── Dataset excerpts

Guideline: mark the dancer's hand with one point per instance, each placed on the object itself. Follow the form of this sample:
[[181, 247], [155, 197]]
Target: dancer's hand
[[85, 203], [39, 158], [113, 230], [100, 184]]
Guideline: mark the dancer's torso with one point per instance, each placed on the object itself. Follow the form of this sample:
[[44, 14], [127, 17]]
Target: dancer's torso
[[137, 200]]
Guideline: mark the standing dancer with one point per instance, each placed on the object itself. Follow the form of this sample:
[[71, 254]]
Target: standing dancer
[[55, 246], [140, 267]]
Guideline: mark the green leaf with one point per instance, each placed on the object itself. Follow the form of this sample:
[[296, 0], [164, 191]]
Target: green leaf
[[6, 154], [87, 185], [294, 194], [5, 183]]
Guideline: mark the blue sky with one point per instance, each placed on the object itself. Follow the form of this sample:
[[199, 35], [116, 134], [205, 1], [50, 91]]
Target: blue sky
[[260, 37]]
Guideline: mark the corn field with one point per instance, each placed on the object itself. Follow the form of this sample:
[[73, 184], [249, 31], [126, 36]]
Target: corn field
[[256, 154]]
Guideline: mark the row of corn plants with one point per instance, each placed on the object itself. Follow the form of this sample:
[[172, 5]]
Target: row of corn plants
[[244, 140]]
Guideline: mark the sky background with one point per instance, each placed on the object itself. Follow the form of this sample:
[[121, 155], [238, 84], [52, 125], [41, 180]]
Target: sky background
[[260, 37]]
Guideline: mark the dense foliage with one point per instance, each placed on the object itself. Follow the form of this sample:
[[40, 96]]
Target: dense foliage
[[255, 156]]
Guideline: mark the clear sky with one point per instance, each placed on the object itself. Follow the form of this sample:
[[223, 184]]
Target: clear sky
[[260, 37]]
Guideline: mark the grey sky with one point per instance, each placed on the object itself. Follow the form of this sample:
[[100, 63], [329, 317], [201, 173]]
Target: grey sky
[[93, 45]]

────

— Work to do —
Reproduce everything in the entries above from the line containing "Guideline: mark the corn" down to the line containing "[[255, 156]]", with both of those lines included.

— Result —
Guideline: mark the corn field with one point per instance, each placed on the object itself. Follow the form of this sample:
[[73, 184], [249, 31], [126, 36]]
Target: corn field
[[256, 154]]
Guideline: mark the row of corn plants with one point per instance, each placed on the object itself. Follow the form of this sample:
[[172, 5]]
Target: row of corn plants
[[244, 140]]
Guideline: mark the sky background with one point per instance, each placed on the object itself. Follow the form of this sample:
[[121, 155], [238, 84], [52, 125], [41, 180]]
Target: sky background
[[260, 37]]
Guideline: mark the dense foliage with one point per instance, each placed on the object itself. Follow the form of this sample:
[[40, 96]]
Target: dense foliage
[[255, 156]]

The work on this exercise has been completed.